HOW TO COMPLETE THIS TASK → Give the number of lines in the data that contain "bright", and nothing more.

Collected data:
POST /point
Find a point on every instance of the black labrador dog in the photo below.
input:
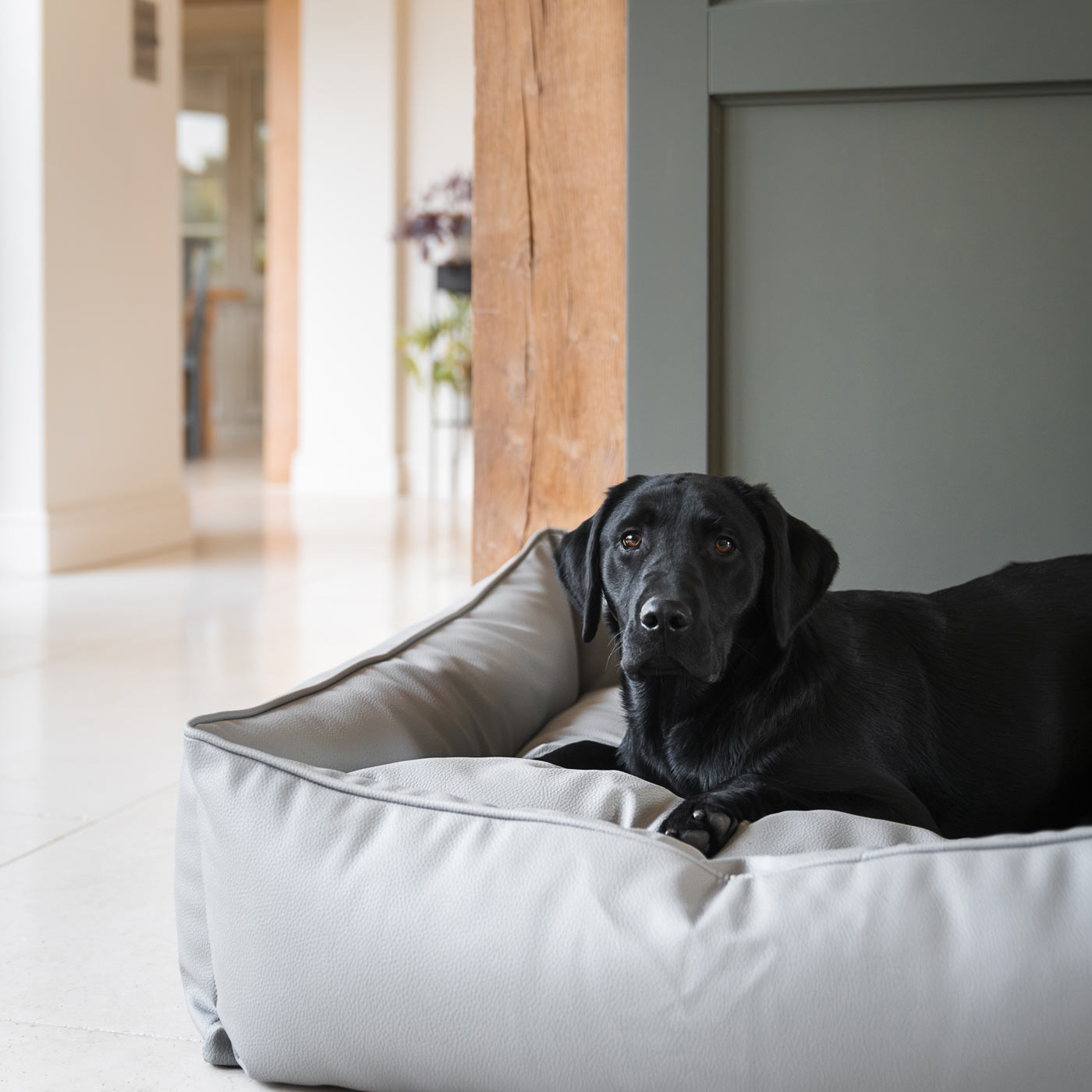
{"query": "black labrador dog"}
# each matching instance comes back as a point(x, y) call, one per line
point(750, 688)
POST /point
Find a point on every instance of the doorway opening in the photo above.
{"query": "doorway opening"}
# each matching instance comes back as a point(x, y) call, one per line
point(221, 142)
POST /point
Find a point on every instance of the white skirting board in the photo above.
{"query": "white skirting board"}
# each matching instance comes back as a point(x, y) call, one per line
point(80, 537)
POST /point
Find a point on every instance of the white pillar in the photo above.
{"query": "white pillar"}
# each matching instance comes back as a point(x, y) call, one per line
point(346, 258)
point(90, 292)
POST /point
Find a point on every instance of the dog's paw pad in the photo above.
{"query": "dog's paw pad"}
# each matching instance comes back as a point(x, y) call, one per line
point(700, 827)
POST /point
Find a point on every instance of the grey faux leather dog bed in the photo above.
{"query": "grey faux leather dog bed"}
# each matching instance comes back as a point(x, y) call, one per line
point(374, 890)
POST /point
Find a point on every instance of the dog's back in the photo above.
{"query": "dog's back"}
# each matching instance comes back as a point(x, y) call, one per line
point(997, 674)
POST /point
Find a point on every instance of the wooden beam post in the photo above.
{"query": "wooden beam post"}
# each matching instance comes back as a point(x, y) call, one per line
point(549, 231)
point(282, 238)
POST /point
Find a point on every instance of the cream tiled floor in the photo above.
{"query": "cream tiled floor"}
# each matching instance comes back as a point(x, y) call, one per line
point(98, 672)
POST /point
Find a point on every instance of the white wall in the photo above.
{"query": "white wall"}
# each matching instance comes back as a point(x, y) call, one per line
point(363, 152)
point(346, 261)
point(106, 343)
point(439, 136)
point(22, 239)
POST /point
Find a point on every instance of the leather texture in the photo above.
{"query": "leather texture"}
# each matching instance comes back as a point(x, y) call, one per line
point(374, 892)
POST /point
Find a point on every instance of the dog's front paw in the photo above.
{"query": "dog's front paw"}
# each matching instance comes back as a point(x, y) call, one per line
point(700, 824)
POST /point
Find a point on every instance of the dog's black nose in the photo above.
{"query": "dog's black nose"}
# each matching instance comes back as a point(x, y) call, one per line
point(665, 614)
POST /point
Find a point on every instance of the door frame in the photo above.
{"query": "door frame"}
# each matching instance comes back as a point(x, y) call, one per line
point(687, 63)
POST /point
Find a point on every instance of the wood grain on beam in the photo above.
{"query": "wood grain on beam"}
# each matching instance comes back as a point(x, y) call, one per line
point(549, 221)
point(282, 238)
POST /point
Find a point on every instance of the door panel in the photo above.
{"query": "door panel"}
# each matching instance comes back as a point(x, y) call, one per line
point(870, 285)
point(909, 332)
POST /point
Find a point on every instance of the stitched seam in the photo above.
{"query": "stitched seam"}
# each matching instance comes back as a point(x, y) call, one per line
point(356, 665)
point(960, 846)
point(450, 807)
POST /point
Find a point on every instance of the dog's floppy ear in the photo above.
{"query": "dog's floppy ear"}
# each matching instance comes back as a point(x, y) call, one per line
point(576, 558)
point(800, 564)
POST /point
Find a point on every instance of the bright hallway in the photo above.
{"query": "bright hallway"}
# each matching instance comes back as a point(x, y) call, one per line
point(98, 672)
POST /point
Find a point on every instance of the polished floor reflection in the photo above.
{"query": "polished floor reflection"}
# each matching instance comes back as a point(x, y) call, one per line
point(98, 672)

EXERCISE SOLUTION → 2